## Collected data
BEGIN
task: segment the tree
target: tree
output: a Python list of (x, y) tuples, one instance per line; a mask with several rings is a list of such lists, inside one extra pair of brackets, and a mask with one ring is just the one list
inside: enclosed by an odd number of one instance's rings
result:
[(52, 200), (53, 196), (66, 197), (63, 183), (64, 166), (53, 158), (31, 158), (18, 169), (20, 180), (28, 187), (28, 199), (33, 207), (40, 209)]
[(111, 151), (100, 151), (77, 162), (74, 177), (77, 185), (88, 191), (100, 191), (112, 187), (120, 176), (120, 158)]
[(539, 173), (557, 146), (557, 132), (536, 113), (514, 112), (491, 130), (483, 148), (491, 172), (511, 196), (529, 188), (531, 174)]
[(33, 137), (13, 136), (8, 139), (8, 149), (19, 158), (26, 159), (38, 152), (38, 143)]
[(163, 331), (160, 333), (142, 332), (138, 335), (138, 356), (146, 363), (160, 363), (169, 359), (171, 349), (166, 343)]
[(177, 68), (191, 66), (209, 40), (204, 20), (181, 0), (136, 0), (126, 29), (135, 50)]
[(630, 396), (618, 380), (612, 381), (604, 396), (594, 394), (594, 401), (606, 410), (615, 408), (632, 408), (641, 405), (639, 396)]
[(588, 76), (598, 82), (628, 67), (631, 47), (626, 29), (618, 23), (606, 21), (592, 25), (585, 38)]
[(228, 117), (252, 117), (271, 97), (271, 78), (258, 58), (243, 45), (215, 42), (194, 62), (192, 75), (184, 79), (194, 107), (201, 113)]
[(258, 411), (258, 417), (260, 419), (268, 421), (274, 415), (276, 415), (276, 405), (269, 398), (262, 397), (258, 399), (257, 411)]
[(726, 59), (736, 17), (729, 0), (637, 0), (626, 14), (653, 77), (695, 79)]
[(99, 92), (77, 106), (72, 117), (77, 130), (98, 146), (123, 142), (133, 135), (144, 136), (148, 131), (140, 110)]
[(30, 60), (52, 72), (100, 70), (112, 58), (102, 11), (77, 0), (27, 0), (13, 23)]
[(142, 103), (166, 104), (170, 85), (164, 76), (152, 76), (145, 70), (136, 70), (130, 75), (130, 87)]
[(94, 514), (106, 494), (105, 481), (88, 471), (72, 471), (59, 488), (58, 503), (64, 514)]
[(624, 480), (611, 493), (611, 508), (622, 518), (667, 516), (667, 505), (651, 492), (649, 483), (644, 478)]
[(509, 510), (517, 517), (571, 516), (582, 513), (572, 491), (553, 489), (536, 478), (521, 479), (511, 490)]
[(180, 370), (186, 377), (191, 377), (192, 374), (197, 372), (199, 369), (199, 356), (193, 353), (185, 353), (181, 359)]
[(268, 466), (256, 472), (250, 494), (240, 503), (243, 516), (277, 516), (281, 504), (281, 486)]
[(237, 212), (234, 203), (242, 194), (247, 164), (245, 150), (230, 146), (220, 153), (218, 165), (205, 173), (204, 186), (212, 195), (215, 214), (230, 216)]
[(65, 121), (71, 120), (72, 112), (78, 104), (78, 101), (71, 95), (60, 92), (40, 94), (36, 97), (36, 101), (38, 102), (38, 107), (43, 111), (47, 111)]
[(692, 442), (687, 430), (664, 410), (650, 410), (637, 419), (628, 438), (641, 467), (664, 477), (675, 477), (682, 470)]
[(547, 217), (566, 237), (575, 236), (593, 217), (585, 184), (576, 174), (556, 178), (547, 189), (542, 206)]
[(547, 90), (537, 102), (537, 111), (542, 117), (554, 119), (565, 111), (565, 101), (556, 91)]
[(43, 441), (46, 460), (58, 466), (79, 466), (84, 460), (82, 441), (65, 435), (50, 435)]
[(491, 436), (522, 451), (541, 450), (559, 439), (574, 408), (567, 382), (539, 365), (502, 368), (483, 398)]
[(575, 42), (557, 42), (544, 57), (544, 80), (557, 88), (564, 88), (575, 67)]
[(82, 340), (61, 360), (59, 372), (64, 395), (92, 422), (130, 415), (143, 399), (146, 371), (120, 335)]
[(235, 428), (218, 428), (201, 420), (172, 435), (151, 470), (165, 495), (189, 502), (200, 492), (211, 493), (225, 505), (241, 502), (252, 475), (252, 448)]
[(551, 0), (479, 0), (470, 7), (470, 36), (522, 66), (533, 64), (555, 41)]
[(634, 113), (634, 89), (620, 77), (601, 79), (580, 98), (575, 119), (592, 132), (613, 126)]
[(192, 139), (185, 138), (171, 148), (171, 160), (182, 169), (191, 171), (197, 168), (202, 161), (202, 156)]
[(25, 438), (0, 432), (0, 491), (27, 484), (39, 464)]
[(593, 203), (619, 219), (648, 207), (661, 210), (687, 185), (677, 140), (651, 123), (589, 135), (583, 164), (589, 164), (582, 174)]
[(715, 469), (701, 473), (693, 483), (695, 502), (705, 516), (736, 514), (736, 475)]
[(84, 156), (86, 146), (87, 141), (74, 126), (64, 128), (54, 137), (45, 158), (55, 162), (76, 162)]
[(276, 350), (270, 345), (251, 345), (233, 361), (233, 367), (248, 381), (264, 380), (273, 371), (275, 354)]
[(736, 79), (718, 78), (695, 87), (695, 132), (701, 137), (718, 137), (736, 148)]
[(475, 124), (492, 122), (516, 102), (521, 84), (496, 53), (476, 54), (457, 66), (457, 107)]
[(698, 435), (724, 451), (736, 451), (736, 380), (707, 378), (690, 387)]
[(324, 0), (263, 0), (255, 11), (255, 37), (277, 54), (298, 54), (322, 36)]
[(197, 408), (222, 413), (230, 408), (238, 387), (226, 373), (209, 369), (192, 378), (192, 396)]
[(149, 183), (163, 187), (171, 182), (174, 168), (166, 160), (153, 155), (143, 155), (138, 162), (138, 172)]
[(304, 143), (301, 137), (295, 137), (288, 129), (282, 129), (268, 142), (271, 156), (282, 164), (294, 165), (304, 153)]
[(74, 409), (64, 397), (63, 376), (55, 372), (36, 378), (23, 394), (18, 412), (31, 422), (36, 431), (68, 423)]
END
## PROBLEM STATEMENT
Using the records above, set down exactly the lines from the one with "output: a Python" through the one with "inside: enclosed by", inclusive, and nothing more.

## TASK RESPONSE
output: a Python list of (x, y) tuples, one instance per line; a mask with several rings is a list of such lists, inside one extra pair of brackets, and a mask with one ring is just the one list
inside: enclosed by an odd number of one instance's rings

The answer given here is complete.